PROBLEM TO SOLVE: In the records that follow, find the line with "For each <instance>"; from there, retype every line exactly through the line with "box: [210, 221, 233, 283]", which also belongs to the answer.

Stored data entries
########

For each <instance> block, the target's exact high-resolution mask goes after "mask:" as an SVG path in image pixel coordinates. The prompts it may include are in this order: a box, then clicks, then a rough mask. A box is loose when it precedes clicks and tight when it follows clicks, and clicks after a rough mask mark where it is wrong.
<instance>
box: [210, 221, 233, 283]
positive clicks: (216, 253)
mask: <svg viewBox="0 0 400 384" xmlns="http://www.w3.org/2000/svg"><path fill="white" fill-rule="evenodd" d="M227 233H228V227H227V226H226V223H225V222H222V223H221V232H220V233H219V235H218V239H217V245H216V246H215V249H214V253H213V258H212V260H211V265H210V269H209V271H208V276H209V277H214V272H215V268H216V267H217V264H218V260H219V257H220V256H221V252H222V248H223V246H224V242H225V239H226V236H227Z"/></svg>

########

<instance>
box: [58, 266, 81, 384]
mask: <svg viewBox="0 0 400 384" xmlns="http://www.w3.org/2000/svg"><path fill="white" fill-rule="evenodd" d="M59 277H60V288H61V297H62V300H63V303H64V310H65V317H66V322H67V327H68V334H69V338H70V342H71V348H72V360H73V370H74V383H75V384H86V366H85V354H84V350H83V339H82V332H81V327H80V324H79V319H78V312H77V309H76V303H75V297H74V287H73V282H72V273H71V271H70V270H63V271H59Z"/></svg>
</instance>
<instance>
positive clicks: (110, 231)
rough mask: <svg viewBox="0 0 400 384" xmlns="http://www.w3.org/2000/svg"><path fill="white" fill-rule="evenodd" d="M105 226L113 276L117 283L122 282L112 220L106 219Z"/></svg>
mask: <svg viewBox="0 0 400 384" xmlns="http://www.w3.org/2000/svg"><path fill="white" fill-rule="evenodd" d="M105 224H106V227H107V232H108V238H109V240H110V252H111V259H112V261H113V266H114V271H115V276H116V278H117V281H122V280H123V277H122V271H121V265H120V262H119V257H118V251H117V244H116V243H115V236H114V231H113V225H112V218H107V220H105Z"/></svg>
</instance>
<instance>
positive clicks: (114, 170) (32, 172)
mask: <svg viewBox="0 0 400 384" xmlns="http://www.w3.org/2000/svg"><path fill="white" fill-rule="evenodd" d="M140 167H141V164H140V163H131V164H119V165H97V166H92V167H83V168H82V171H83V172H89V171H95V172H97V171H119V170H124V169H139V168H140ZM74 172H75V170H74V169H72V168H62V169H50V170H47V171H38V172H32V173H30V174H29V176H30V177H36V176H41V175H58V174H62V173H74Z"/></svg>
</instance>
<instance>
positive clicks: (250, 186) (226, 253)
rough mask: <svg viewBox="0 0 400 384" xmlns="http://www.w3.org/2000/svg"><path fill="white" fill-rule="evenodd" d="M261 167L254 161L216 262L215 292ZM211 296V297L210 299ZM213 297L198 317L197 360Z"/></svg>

########

EXERCISE OUTPUT:
For each <instance> block, the target's exact high-resolution mask goes after "mask:" as an SVG path in image pixel coordinates. The prompts it may include are in this order: a box, then clicks, then a rough mask. A box is loose when it precedes clicks and tight when it follows clicks, and clicks after a rough mask mark where it is wrong.
<instance>
box: [210, 221, 233, 283]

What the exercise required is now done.